AIM OF THE TASK: Leave the pictures out and restate each entry below word for word.
*** Opening of RECORDS PROVIDED ***
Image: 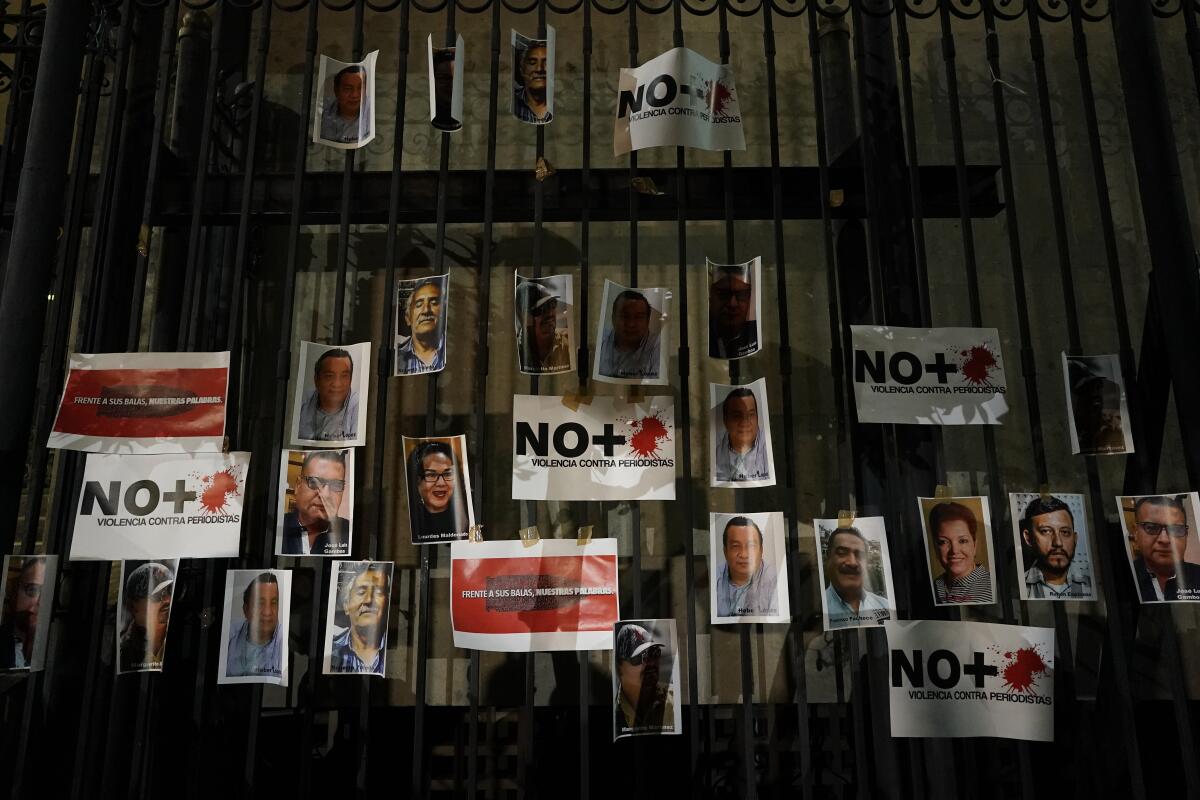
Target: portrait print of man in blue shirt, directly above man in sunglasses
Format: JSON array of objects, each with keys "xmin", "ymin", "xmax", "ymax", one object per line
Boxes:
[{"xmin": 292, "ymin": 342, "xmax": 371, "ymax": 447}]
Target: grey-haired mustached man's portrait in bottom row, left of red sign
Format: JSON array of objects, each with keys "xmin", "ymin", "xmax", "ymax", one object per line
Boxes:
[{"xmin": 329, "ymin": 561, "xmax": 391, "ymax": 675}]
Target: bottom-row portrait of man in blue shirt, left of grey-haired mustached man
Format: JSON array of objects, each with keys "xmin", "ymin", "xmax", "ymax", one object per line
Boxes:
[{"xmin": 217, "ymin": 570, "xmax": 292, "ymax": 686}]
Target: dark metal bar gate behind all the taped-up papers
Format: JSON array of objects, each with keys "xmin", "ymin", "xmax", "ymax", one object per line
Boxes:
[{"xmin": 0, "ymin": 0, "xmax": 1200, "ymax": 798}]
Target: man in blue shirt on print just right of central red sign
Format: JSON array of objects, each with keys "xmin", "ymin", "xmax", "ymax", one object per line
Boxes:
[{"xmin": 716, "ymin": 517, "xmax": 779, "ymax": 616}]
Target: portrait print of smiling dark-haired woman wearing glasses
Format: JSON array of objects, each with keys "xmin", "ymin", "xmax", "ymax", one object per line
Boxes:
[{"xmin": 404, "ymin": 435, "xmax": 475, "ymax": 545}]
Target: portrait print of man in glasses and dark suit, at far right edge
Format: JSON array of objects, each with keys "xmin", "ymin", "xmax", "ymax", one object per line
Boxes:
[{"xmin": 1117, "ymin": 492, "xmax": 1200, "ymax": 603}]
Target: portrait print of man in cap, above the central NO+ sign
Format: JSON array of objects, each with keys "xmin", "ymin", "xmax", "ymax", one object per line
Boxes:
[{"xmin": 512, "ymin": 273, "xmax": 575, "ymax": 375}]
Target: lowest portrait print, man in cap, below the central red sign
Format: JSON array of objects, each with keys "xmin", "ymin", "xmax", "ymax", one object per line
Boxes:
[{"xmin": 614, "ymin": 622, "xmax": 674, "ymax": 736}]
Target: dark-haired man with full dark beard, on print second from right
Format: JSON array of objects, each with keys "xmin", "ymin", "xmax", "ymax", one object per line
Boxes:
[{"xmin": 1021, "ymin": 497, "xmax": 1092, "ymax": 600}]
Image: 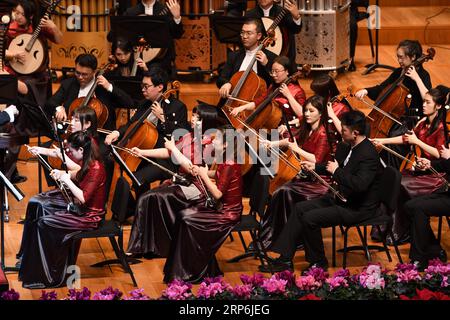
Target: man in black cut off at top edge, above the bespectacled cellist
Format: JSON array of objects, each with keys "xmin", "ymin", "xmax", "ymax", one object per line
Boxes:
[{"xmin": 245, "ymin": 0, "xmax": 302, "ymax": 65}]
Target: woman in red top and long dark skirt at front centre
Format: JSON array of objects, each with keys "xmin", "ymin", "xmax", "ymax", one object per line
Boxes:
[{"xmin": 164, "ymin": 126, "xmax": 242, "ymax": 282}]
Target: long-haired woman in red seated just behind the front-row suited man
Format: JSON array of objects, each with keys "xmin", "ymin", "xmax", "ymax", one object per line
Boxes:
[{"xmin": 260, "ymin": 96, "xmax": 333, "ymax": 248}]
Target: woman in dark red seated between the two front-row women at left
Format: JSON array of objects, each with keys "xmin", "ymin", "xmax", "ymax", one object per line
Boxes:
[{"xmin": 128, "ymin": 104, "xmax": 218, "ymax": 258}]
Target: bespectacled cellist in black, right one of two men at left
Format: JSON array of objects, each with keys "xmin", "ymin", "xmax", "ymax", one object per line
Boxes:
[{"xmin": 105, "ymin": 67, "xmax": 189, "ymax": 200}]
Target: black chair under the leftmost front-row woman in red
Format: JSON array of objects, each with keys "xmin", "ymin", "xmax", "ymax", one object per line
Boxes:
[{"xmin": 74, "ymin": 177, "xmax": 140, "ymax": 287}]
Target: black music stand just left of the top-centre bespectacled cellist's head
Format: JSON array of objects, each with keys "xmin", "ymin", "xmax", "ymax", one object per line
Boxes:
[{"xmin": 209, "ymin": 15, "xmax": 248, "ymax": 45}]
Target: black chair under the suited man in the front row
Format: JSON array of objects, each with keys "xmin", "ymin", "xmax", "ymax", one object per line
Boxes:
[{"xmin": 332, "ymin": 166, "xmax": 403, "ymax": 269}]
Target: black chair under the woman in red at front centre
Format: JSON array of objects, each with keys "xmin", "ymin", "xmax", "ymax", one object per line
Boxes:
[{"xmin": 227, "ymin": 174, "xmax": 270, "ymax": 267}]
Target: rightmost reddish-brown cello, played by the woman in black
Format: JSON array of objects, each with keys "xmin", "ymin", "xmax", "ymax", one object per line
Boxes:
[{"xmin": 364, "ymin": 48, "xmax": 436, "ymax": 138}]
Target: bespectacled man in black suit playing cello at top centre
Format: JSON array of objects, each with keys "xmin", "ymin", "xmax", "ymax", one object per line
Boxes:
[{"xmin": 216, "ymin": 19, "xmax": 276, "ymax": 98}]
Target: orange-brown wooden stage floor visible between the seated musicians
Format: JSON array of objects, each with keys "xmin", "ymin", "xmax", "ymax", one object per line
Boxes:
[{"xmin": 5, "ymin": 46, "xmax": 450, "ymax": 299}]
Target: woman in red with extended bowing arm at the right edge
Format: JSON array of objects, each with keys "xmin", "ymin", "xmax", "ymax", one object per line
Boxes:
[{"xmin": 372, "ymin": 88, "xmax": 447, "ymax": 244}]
*** Close of RECORDS PROVIDED ***
THE ANSWER:
Image: 
Target: portrait print of man in blue shirt, directly above man in sunglasses
Format: JSON array of objects, each with keys "xmin", "ymin", "xmax", "ymax", one object per line
Boxes:
[{"xmin": 292, "ymin": 342, "xmax": 371, "ymax": 447}]
Target: grey-haired mustached man's portrait in bottom row, left of red sign
Format: JSON array of objects, each with keys "xmin", "ymin", "xmax", "ymax", one object per line
Boxes:
[{"xmin": 329, "ymin": 561, "xmax": 391, "ymax": 675}]
Target: bottom-row portrait of man in blue shirt, left of grey-haired mustached man
Format: JSON array of objects, each with keys "xmin", "ymin", "xmax", "ymax", one object per line
Boxes:
[{"xmin": 217, "ymin": 570, "xmax": 292, "ymax": 686}]
Target: dark metal bar gate behind all the taped-up papers
Format: JSON array of objects, each with keys "xmin", "ymin", "xmax", "ymax", one object per line
Boxes:
[{"xmin": 0, "ymin": 0, "xmax": 1200, "ymax": 798}]
Target: man in blue shirt on print just right of central red sign
Format: JSON array of objects, each with keys "xmin", "ymin", "xmax", "ymax", one object per line
Boxes:
[{"xmin": 716, "ymin": 517, "xmax": 779, "ymax": 616}]
Target: portrait print of smiling dark-haired woman wearing glasses
Format: JSON array of objects, each with keys "xmin", "ymin", "xmax", "ymax", one object per line
Boxes:
[{"xmin": 404, "ymin": 435, "xmax": 475, "ymax": 545}]
Target: portrait print of man in glasses and dark suit, at far right edge
Format: JSON array of objects, each with keys "xmin", "ymin", "xmax", "ymax", one object per line
Boxes:
[{"xmin": 1117, "ymin": 492, "xmax": 1200, "ymax": 603}]
Target: portrait print of man in cap, above the central NO+ sign
Format: JSON array of objects, each with keys "xmin", "ymin", "xmax", "ymax", one object per line
Boxes:
[{"xmin": 512, "ymin": 273, "xmax": 575, "ymax": 375}]
Target: lowest portrait print, man in cap, below the central red sign
Format: JSON array of objects, each with keys "xmin", "ymin", "xmax", "ymax", one object per line
Boxes:
[{"xmin": 614, "ymin": 622, "xmax": 674, "ymax": 736}]
Target: dark-haired man with full dark beard, on print second from right
Format: JSON array of objects, each with keys "xmin", "ymin", "xmax", "ymax", one object per line
Boxes:
[{"xmin": 1021, "ymin": 497, "xmax": 1092, "ymax": 600}]
Image: 
Target: man in black cut off at top edge, above the bespectacled cellist
Format: JSON array of objects, each with keys "xmin", "ymin", "xmax", "ymax", one object per line
Boxes:
[{"xmin": 245, "ymin": 0, "xmax": 302, "ymax": 65}]
Target: woman in red top and long dark skirt at front centre
Format: JSON array of objects, each with keys "xmin", "ymin", "xmax", "ymax", one object per line
Boxes:
[{"xmin": 164, "ymin": 126, "xmax": 242, "ymax": 282}]
Target: long-haired woman in red seated just behind the front-row suited man
Format: JSON array of objects, each with keys "xmin", "ymin", "xmax", "ymax", one object per line
Boxes:
[{"xmin": 260, "ymin": 96, "xmax": 333, "ymax": 248}]
Target: woman in dark red seated between the two front-row women at left
Format: JSON array of objects, each with keys "xmin", "ymin", "xmax", "ymax", one object per line
Boxes:
[{"xmin": 128, "ymin": 104, "xmax": 218, "ymax": 258}]
Target: bespectacled cellist in black, right one of two men at left
Format: JSON array of objects, each with keys "xmin", "ymin", "xmax", "ymax", one object per line
Boxes:
[{"xmin": 105, "ymin": 67, "xmax": 189, "ymax": 200}]
Target: black chair under the leftmost front-row woman in red
Format: JSON array of objects, each with keys "xmin", "ymin", "xmax", "ymax", one object per line
Boxes:
[{"xmin": 74, "ymin": 177, "xmax": 140, "ymax": 287}]
Target: black music stand just left of the top-centre bespectacled cellist's head
Format: JSON array of objects, each with keys "xmin", "ymin", "xmax", "ymax", one object per line
Boxes:
[{"xmin": 209, "ymin": 15, "xmax": 248, "ymax": 45}]
Target: black chair under the suited man in the front row
Format: JSON array of objects, each with keys "xmin", "ymin", "xmax", "ymax", one object per line
Boxes:
[{"xmin": 332, "ymin": 166, "xmax": 403, "ymax": 269}]
Target: black chair under the woman in red at front centre
Format: JSON array of objects, each with keys "xmin", "ymin", "xmax", "ymax", one object per line
Boxes:
[{"xmin": 227, "ymin": 174, "xmax": 270, "ymax": 267}]
Target: rightmost reddish-brown cello, played by the woman in black
Format: JSON array of objects, each with keys "xmin", "ymin", "xmax", "ymax", one object per line
Boxes:
[{"xmin": 364, "ymin": 48, "xmax": 436, "ymax": 138}]
Target: bespectacled man in black suit playing cello at top centre
Format: JSON array of objects, each with keys "xmin", "ymin", "xmax", "ymax", one object per line
Boxes:
[{"xmin": 216, "ymin": 19, "xmax": 276, "ymax": 98}]
Target: orange-brown wooden stage floor visible between the seated musicians
Format: JSON array of objects, each with keys "xmin", "ymin", "xmax", "ymax", one object per line
Boxes:
[{"xmin": 5, "ymin": 46, "xmax": 450, "ymax": 299}]
Target: woman in red with extended bowing arm at the right edge
Format: JSON array of objects, each with keys "xmin", "ymin", "xmax", "ymax", one object per line
Boxes:
[{"xmin": 372, "ymin": 88, "xmax": 447, "ymax": 244}]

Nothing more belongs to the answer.